■ **Görevler**
**a.** Film yazısında This is England anlatılırken üç noktadan önce virgülle sıralanan beş öğeyi yazın.
**b.** Film yazısının “This is England: 1980’ler, Skinhead’lerle” ile başlayıp “giymeden, bebeğimden önce...” ile biten kısmını hiç değiştirmeden aktarın.

■ **Kaynak Metin**
::::
1/29/2010

This is England, Tokyo Sonata

This is England: 1980’ler, Skinhead’lerle çok küçük yaşta tanışan Shaun’un ve aslında İngiltere’nin kısa bir hikayesi. Atılan milliyetçi nutuklar, yıkanan ve yıkanmayan beyinler, ‘ülkeyi işgal etmiş Paki’ler’, öfke nöbetleri ve denize fırlatılan bayraklar...Ağlamaktan ağzım kırıldı, mükemmel bir film çekmiş S.Meadows. Bu kadar geç izlediğim için de utandım kendimden, gelinlik giymeden, bebeğimden önce...

http://www.imdb.com/title/tt0938341/

Tokyo Sonata: Tokyo’da geçen bir aile dramı. Aile dramı aslında yanlış kelime, aile demek zaten dram demek, o yüzden ‘dram dramı’ demiş gibi oldum, neyse. Megavolkan’ın önerisi üzerine izledim ve hakkaten çok güzel bir filmmiş. Sıradan, bağları olabildiğince kopuk, sadece yemek yerken diyalog kuran, birbirlerinden olabildiğince habersiz, donuk bir aile. Bireyleri içten içe paramparça olurken, hala birlikte olan bir aile. İzleyecisinin kendisinden bir şey bulmaması imkansız olan filmlerden.
::::
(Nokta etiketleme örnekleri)
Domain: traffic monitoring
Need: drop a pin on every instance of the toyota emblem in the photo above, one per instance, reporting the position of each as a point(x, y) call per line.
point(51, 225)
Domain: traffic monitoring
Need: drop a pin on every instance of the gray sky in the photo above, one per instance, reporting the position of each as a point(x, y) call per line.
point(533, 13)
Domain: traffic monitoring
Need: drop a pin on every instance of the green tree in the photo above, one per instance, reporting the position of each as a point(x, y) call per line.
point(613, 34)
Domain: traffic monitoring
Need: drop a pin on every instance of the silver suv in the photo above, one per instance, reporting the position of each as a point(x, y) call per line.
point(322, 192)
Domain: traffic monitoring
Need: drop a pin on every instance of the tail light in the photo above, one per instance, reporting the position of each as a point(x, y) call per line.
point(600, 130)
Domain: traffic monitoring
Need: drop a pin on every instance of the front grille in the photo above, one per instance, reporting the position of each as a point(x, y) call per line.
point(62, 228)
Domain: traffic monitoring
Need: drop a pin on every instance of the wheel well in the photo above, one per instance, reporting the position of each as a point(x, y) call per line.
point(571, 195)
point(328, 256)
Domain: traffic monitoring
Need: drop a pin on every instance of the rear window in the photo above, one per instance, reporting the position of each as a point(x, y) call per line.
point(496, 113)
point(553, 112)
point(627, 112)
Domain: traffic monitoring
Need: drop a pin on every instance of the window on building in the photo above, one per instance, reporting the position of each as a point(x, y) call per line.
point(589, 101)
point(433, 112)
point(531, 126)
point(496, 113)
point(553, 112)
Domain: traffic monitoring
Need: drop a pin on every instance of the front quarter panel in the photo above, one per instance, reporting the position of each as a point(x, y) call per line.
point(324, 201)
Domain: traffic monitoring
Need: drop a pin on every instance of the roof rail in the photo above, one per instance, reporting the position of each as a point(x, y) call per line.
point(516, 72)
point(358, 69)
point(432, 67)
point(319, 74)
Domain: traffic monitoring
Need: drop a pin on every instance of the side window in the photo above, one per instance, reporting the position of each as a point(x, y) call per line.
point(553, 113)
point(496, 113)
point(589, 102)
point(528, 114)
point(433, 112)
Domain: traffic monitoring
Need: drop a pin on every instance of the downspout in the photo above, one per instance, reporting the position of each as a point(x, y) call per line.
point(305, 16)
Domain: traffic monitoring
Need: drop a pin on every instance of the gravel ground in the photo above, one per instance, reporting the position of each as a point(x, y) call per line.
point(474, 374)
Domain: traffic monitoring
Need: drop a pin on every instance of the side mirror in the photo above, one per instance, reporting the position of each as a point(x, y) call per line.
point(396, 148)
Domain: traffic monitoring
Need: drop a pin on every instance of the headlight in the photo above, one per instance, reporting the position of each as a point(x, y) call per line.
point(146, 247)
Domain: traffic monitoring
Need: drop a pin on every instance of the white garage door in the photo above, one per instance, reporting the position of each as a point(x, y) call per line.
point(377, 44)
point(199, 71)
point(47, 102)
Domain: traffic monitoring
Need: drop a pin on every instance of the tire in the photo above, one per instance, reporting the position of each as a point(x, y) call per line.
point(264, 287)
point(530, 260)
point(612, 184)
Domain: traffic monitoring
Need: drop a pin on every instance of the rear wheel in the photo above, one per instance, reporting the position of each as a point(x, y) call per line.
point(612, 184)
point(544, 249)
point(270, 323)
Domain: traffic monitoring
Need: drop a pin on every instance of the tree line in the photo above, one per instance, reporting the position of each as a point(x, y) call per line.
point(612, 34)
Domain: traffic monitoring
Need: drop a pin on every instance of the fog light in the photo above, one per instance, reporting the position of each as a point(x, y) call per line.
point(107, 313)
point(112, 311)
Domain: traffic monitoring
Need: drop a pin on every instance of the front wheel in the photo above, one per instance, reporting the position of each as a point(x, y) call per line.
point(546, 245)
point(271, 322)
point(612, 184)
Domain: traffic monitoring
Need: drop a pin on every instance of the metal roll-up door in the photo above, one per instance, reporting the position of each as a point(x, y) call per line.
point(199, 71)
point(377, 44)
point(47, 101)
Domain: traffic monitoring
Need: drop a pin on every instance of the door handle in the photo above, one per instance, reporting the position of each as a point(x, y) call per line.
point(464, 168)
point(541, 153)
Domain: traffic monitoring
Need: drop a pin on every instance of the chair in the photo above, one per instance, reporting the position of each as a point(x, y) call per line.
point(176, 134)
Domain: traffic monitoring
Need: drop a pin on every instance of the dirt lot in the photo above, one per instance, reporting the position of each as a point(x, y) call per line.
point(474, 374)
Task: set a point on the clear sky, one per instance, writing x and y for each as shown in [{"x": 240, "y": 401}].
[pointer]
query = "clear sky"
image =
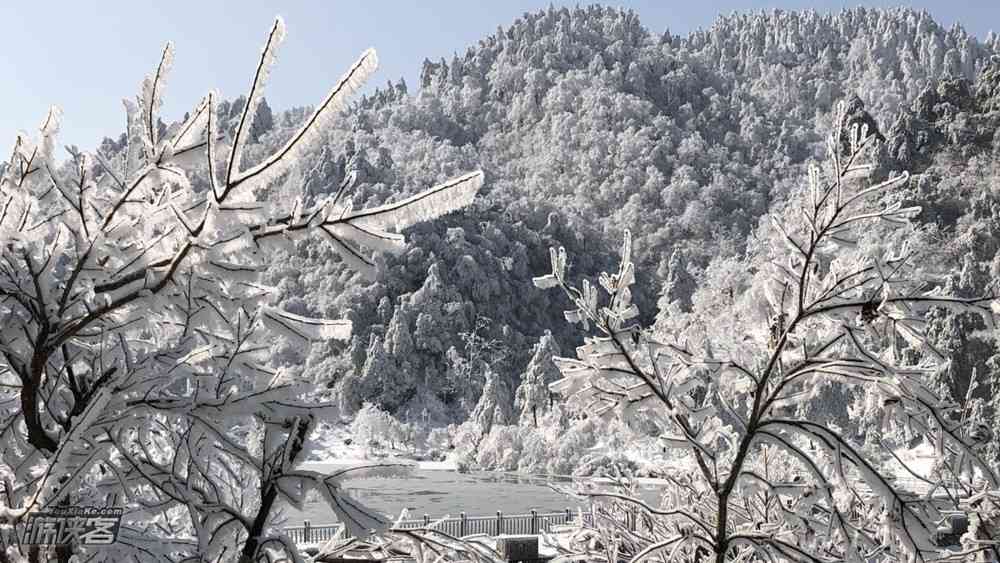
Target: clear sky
[{"x": 86, "y": 55}]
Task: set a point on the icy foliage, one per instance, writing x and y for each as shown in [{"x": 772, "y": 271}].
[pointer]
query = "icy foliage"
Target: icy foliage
[
  {"x": 834, "y": 281},
  {"x": 135, "y": 328}
]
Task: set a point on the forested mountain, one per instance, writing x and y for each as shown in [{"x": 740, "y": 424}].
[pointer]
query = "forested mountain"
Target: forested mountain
[{"x": 587, "y": 123}]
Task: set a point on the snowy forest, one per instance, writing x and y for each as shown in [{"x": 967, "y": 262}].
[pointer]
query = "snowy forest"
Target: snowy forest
[{"x": 766, "y": 252}]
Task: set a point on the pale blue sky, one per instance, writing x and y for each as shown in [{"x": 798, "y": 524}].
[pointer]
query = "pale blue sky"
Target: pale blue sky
[{"x": 86, "y": 55}]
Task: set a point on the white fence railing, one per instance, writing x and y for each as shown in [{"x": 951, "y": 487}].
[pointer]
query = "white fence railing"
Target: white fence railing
[{"x": 531, "y": 523}]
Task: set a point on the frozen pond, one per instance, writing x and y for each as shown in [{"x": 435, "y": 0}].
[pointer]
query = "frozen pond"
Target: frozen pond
[{"x": 440, "y": 493}]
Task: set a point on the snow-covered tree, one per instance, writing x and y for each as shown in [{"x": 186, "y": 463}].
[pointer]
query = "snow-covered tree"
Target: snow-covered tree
[
  {"x": 835, "y": 293},
  {"x": 134, "y": 329},
  {"x": 533, "y": 394}
]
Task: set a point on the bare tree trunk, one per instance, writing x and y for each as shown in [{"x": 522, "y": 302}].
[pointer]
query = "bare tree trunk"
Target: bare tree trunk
[{"x": 269, "y": 492}]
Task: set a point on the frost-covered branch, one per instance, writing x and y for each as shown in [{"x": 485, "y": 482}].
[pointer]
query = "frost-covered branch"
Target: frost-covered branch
[{"x": 834, "y": 299}]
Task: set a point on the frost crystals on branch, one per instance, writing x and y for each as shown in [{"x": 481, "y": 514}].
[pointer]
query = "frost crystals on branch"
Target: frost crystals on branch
[
  {"x": 831, "y": 286},
  {"x": 131, "y": 307}
]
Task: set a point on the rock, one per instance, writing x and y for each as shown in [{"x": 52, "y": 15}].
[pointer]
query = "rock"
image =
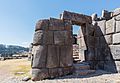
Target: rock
[
  {"x": 39, "y": 74},
  {"x": 38, "y": 37},
  {"x": 42, "y": 25},
  {"x": 116, "y": 12},
  {"x": 76, "y": 18},
  {"x": 56, "y": 24},
  {"x": 26, "y": 78},
  {"x": 116, "y": 38},
  {"x": 53, "y": 56},
  {"x": 66, "y": 53},
  {"x": 39, "y": 56},
  {"x": 106, "y": 15},
  {"x": 117, "y": 26},
  {"x": 110, "y": 26},
  {"x": 94, "y": 17}
]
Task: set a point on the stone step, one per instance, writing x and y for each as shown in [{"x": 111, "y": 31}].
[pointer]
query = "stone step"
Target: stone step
[
  {"x": 79, "y": 66},
  {"x": 83, "y": 72}
]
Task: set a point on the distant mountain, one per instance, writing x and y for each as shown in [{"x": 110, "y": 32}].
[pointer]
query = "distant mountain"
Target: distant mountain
[{"x": 9, "y": 50}]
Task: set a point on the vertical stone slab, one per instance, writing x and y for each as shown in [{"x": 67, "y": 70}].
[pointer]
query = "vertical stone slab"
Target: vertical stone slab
[
  {"x": 38, "y": 37},
  {"x": 56, "y": 24},
  {"x": 66, "y": 56},
  {"x": 39, "y": 58},
  {"x": 102, "y": 26},
  {"x": 116, "y": 38},
  {"x": 42, "y": 25},
  {"x": 110, "y": 26},
  {"x": 117, "y": 26},
  {"x": 48, "y": 38},
  {"x": 59, "y": 37},
  {"x": 52, "y": 56}
]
::::
■ **Alıştırma Çözümleri**
**a.**
- Atılan milliyetçi nutuklar
- Yıkanan ve yıkanmayan beyinler
- ‘Ülkeyi işgal etmiş Paki’ler’
- Öfke nöbetleri
- Denize fırlatılan bayraklar

**b.**
This is England: 1980’ler, Skinhead’lerle çok küçük yaşta tanışan Shaun’un ve aslında İngiltere’nin kısa bir hikayesi. Atılan milliyetçi nutuklar, yıkanan ve yıkanmayan beyinler, ‘ülkeyi işgal etmiş Paki’ler’, öfke nöbetleri ve denize fırlatılan bayraklar...Ağlamaktan ağzım kırıldı, mükemmel bir film çekmiş S.Meadows. Bu kadar geç izlediğim için de utandım kendimden, gelinlik giymeden, bebeğimden önce...